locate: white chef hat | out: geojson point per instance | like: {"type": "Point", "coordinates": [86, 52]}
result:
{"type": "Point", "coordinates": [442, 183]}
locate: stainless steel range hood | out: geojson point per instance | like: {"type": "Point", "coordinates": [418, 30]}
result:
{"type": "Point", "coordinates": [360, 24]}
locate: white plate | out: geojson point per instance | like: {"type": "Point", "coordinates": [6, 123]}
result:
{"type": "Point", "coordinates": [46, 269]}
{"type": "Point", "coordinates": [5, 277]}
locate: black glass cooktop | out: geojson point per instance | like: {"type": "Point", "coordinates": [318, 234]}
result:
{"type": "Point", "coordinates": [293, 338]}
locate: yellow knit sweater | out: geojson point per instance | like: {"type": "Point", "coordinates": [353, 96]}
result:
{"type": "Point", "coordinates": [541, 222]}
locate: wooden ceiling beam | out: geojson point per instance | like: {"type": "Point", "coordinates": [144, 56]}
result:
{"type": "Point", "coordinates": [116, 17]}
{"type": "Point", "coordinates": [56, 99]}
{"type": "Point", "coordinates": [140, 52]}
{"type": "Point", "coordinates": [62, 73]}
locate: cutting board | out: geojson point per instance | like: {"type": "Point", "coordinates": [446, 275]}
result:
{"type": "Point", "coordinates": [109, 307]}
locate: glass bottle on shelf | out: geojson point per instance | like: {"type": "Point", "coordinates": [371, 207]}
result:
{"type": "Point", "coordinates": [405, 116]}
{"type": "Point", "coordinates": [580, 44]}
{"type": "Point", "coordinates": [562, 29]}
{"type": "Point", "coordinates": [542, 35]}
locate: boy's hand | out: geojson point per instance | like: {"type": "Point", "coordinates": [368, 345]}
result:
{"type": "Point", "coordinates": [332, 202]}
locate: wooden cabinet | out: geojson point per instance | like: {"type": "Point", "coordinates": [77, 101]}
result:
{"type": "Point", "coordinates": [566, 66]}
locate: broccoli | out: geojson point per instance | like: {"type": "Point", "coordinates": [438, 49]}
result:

(EXERCISE) Every record above needs to be copied exactly.

(RESPONSE TO THIS TASK)
locate: white chef hat | out: geojson point per instance | like: {"type": "Point", "coordinates": [86, 52]}
result:
{"type": "Point", "coordinates": [442, 183]}
locate: stainless steel range hood | out: geojson point per instance | like: {"type": "Point", "coordinates": [418, 30]}
result:
{"type": "Point", "coordinates": [360, 24]}
locate: white plate | out: geojson point per instance | like: {"type": "Point", "coordinates": [6, 123]}
result:
{"type": "Point", "coordinates": [46, 269]}
{"type": "Point", "coordinates": [5, 277]}
locate: black glass cooktop | out: geojson point per instance | like: {"type": "Point", "coordinates": [318, 234]}
result:
{"type": "Point", "coordinates": [293, 338]}
locate: yellow knit sweater | out: geojson point per instance | like: {"type": "Point", "coordinates": [353, 96]}
result:
{"type": "Point", "coordinates": [541, 222]}
locate: wooden ceiling beam | out: geojson point per instance | like: {"type": "Point", "coordinates": [144, 56]}
result:
{"type": "Point", "coordinates": [116, 17]}
{"type": "Point", "coordinates": [56, 99]}
{"type": "Point", "coordinates": [140, 52]}
{"type": "Point", "coordinates": [62, 73]}
locate: cutting board | out: geojson point per instance | like: {"type": "Point", "coordinates": [446, 275]}
result:
{"type": "Point", "coordinates": [109, 307]}
locate: glass bottle on shelf | out: geojson point per instance | like: {"type": "Point", "coordinates": [371, 207]}
result:
{"type": "Point", "coordinates": [405, 116]}
{"type": "Point", "coordinates": [580, 44]}
{"type": "Point", "coordinates": [562, 29]}
{"type": "Point", "coordinates": [542, 35]}
locate: boy's hand | out: geojson point per instance | like: {"type": "Point", "coordinates": [368, 345]}
result:
{"type": "Point", "coordinates": [332, 202]}
locate: wooden cabinet | out: geojson point per instance | like: {"type": "Point", "coordinates": [77, 101]}
result:
{"type": "Point", "coordinates": [566, 66]}
locate: broccoli | out: geojson point per instance | like: {"type": "Point", "coordinates": [438, 49]}
result:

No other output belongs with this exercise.